**WHAT YOU HAVE TO DO**
Can you summarize the Unione Fiduciaria profile below in two sentences?

**GIVEN TEXT**
.....

Unione Fiduciaria
- Native name: Unione Fiduciaria S.p.A.
- Formerly: Società Fiduciaria e di Servizi delle Banche Popolari Italiane
- Company type: Joint venture of (mostly) listed companies
- Industry: Financial services
- Founded: 1958; 67 years ago
- Headquarters: 4 via Amedei, Milan, Italy
- Key people: Roberto Ruozi (President); Filippo Cappio (General Manager);
- Services: Custodial services, Fiduciary services
- Revenue: €30,252,927 (2014)
- Operating income: €4,284,794 (2014)
- Net income: ▲€2,003,250 (2014)
- Total assets: ▲€67,069,387 (2014)
- Total equity: ▲€33,286,580 (2014)
- Website: www.unionefiduciaria.it

= Unione Fiduciaria =

Italian custodial bank

Unione Fiduciaria S.p.A. – Società Fiduciaria e di Servizi delle Banche Popolari Italiane (literally Fiduciary Union) is an Italian custodial bank that specialized in custodial services.

.....

**LISTING**
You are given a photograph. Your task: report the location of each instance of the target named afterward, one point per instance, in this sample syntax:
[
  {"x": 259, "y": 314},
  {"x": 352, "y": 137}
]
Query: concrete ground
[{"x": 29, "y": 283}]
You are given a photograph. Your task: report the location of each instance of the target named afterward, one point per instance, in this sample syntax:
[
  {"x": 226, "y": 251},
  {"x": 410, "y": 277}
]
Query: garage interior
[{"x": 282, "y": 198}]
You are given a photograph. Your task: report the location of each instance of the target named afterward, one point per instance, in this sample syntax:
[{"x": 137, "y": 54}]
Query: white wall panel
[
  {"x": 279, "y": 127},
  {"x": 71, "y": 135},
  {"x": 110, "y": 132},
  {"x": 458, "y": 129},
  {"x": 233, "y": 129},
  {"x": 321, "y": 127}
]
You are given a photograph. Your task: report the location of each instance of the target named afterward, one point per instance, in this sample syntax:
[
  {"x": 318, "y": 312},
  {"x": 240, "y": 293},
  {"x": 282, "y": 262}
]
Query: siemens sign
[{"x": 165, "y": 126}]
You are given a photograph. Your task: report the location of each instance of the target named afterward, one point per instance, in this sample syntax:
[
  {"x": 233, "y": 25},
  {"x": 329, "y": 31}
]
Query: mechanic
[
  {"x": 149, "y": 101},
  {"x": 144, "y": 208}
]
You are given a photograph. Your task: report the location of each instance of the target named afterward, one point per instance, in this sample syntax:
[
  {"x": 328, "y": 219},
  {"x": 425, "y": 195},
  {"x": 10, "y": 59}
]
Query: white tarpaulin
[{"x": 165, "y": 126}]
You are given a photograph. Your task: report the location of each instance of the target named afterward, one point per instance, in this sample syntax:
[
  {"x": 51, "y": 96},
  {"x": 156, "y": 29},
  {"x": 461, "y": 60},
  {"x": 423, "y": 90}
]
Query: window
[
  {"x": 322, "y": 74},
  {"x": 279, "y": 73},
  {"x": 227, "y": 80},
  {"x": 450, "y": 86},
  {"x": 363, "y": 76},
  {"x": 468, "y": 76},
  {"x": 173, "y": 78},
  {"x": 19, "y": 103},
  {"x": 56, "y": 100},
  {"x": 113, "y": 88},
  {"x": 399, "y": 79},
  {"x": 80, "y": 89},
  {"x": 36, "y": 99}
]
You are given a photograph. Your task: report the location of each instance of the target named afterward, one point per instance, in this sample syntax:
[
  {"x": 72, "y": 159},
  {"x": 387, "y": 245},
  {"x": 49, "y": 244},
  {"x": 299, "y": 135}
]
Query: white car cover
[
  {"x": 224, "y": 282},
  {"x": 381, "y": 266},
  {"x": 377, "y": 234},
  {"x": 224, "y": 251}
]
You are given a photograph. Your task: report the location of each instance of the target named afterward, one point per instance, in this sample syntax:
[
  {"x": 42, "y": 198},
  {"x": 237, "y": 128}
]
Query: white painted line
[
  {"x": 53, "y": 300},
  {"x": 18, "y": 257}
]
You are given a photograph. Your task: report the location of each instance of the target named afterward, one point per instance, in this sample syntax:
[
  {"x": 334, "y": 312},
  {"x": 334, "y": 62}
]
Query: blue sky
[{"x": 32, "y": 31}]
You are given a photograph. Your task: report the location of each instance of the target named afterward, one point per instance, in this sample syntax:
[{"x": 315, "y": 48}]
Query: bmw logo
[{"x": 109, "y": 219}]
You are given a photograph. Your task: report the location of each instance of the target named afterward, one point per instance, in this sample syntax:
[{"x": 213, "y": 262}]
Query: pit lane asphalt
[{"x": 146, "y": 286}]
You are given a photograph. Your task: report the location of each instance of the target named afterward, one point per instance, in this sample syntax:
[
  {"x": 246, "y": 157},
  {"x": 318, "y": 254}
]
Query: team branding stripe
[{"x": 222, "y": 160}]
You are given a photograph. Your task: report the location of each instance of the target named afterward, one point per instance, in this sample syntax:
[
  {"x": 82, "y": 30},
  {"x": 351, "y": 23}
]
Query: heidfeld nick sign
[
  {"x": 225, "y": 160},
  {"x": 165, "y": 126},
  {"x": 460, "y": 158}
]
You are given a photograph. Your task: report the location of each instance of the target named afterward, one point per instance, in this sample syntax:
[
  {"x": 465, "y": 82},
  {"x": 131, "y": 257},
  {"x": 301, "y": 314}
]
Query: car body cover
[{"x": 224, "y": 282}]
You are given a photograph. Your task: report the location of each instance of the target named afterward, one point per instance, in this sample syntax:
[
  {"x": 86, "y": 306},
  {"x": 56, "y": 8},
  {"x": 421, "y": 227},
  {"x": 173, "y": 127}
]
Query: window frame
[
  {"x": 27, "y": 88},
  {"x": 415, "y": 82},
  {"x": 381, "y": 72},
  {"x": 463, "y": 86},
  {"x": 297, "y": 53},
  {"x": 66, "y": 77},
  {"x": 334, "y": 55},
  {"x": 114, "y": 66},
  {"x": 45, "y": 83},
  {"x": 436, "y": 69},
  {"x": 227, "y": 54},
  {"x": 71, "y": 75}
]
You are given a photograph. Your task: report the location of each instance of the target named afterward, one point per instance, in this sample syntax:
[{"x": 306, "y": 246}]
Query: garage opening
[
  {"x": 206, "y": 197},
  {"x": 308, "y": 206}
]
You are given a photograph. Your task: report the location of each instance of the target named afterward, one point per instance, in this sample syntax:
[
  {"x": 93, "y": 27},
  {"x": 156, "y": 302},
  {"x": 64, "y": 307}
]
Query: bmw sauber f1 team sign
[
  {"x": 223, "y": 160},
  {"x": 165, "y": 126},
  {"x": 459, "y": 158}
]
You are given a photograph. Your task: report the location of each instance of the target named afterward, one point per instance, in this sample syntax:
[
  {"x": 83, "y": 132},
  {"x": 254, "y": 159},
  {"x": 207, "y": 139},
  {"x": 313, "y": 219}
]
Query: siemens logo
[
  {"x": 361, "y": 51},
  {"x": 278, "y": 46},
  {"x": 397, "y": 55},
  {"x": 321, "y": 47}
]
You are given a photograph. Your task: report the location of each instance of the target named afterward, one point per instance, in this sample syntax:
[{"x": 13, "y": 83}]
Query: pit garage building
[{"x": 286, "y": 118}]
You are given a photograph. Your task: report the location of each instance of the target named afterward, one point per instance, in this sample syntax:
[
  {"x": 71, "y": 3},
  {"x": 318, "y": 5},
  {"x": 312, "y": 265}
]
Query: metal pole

.....

**EXERCISE RESULT**
Unione Fiduciaria S.p.A. is an Italian custodial bank founded in 1958 and headquartered at 4 via Amedei in Milan. It is a joint venture of mostly listed companies that offers custodial and fiduciary services, and in 2014 it reported revenue of €30,252,927 and net income of €2,003,250.